GIVEN REQUEST
From the material below, copy each line containing the string "light". Case counts.
## BEGIN
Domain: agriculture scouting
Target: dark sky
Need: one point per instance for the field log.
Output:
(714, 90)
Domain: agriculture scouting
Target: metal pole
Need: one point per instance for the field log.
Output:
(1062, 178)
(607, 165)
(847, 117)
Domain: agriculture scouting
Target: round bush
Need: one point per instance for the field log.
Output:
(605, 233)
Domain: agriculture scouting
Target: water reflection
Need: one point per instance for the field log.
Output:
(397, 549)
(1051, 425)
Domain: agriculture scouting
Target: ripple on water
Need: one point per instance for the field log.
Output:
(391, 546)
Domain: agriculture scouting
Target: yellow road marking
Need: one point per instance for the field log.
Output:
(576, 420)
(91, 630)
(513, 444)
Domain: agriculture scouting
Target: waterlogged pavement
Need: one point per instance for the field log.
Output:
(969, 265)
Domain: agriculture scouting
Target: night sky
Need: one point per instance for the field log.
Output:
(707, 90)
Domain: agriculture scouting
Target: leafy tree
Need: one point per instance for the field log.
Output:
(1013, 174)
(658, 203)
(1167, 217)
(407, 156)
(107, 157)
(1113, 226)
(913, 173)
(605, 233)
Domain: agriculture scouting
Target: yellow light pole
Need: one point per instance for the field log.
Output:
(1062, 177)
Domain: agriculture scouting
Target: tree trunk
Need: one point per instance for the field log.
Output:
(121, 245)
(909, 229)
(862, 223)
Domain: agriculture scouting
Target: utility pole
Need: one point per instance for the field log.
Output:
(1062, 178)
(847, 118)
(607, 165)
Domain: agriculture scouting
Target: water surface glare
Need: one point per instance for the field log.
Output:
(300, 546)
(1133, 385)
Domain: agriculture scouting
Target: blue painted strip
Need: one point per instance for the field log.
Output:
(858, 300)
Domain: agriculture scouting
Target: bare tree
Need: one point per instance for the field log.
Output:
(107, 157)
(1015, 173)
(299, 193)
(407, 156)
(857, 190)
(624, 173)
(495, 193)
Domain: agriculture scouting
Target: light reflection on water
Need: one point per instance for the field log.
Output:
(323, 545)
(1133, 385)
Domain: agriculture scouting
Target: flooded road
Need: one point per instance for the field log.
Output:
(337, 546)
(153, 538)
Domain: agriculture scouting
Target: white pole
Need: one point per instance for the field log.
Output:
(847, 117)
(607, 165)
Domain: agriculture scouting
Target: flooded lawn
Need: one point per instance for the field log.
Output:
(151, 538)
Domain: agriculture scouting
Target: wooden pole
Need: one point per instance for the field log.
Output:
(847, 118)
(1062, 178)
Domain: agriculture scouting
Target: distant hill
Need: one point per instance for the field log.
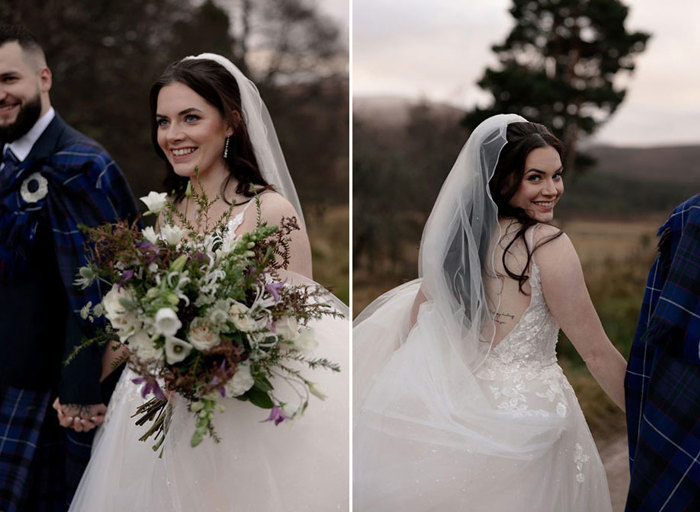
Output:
(624, 181)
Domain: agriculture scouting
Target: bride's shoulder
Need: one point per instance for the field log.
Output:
(274, 206)
(554, 249)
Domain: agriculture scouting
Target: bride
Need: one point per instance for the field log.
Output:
(207, 114)
(459, 403)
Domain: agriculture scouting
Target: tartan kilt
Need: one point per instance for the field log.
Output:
(665, 474)
(40, 462)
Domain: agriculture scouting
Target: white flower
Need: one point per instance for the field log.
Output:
(289, 410)
(85, 310)
(315, 391)
(176, 349)
(287, 327)
(167, 322)
(172, 234)
(87, 276)
(201, 334)
(241, 381)
(125, 322)
(306, 341)
(140, 343)
(240, 317)
(155, 201)
(34, 188)
(217, 316)
(150, 234)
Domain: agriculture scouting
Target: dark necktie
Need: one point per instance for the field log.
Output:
(9, 163)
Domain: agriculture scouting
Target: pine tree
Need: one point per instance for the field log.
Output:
(559, 66)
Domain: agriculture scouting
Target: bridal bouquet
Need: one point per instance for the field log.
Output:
(205, 315)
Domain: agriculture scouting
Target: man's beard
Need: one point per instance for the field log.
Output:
(28, 115)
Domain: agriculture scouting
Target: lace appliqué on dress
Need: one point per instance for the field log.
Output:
(580, 459)
(523, 366)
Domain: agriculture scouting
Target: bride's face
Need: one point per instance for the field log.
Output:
(191, 131)
(541, 185)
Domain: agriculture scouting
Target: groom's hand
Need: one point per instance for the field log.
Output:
(79, 417)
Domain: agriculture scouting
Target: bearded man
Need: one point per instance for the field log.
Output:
(52, 180)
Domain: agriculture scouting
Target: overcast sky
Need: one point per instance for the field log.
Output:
(439, 49)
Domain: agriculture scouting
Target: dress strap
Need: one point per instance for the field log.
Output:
(530, 240)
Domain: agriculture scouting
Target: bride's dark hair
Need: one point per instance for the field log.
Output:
(522, 139)
(219, 88)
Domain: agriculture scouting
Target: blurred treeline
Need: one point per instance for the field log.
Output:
(403, 152)
(105, 54)
(401, 155)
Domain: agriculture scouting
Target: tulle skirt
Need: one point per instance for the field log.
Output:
(430, 436)
(296, 466)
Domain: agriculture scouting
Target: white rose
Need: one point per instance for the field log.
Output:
(125, 322)
(287, 327)
(150, 234)
(172, 234)
(167, 322)
(240, 317)
(176, 349)
(289, 410)
(306, 341)
(155, 201)
(241, 381)
(201, 335)
(140, 343)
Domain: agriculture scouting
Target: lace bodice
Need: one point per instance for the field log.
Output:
(237, 220)
(521, 373)
(532, 342)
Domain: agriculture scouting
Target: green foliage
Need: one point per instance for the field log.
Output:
(610, 194)
(558, 66)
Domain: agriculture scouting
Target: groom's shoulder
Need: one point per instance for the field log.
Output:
(684, 214)
(77, 154)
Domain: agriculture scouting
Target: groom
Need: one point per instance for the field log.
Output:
(662, 384)
(52, 179)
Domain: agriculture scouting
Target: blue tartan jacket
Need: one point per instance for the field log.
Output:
(662, 384)
(67, 180)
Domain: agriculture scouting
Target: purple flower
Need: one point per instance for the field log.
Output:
(149, 386)
(274, 289)
(276, 415)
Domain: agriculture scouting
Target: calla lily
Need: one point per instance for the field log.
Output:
(155, 201)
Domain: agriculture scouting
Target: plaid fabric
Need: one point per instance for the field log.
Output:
(21, 414)
(40, 462)
(662, 384)
(84, 187)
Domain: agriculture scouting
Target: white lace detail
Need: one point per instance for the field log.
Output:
(523, 367)
(580, 459)
(235, 222)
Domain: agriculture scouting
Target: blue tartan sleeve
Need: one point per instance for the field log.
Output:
(88, 189)
(668, 321)
(675, 322)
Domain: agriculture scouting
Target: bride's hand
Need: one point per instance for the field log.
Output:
(79, 417)
(113, 356)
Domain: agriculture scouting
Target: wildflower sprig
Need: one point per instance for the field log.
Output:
(205, 313)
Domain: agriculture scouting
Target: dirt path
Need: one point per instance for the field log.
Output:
(614, 456)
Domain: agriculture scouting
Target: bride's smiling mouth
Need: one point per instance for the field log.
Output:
(182, 153)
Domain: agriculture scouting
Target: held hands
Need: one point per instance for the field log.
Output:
(81, 418)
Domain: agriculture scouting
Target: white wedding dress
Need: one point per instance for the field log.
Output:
(297, 466)
(533, 452)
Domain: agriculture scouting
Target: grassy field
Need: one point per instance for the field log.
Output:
(330, 246)
(615, 256)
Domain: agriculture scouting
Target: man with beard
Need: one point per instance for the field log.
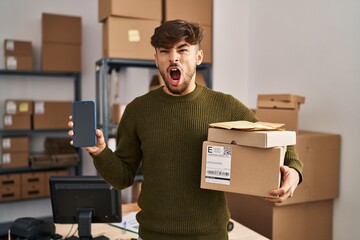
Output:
(163, 131)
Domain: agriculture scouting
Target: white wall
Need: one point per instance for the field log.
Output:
(310, 48)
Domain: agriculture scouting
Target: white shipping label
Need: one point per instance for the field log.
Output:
(218, 164)
(6, 143)
(11, 107)
(39, 107)
(6, 158)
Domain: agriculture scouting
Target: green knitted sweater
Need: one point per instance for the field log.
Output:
(165, 134)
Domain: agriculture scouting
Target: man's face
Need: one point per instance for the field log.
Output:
(177, 66)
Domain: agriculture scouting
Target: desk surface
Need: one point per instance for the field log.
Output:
(239, 232)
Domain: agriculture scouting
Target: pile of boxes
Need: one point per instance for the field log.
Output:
(16, 186)
(127, 29)
(309, 213)
(18, 55)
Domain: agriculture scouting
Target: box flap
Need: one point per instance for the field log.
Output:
(248, 126)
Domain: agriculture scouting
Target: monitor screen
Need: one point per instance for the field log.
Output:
(84, 200)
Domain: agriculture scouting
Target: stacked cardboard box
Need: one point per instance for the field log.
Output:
(127, 28)
(308, 214)
(201, 11)
(61, 43)
(14, 152)
(246, 162)
(18, 114)
(18, 55)
(282, 108)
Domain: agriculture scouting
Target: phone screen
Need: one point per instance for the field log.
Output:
(84, 119)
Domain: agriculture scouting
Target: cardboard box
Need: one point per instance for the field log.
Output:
(240, 169)
(201, 11)
(19, 63)
(10, 186)
(58, 57)
(128, 38)
(17, 122)
(261, 139)
(290, 117)
(61, 29)
(320, 153)
(52, 114)
(33, 185)
(310, 221)
(14, 160)
(18, 106)
(143, 9)
(17, 48)
(15, 144)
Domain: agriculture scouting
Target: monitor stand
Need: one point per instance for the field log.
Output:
(84, 226)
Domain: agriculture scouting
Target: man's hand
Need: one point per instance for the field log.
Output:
(100, 140)
(289, 182)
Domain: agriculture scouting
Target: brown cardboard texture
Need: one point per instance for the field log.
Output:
(128, 38)
(15, 144)
(240, 169)
(57, 57)
(287, 116)
(14, 159)
(201, 11)
(310, 221)
(18, 106)
(150, 9)
(19, 63)
(52, 114)
(17, 122)
(17, 48)
(62, 29)
(320, 153)
(261, 139)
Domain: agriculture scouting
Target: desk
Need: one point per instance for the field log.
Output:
(239, 232)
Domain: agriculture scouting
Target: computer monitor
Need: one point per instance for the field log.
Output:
(84, 200)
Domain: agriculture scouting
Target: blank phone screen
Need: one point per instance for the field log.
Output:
## END
SOLVED PROBLEM
Target: yellow light pole
Target: light reflection on water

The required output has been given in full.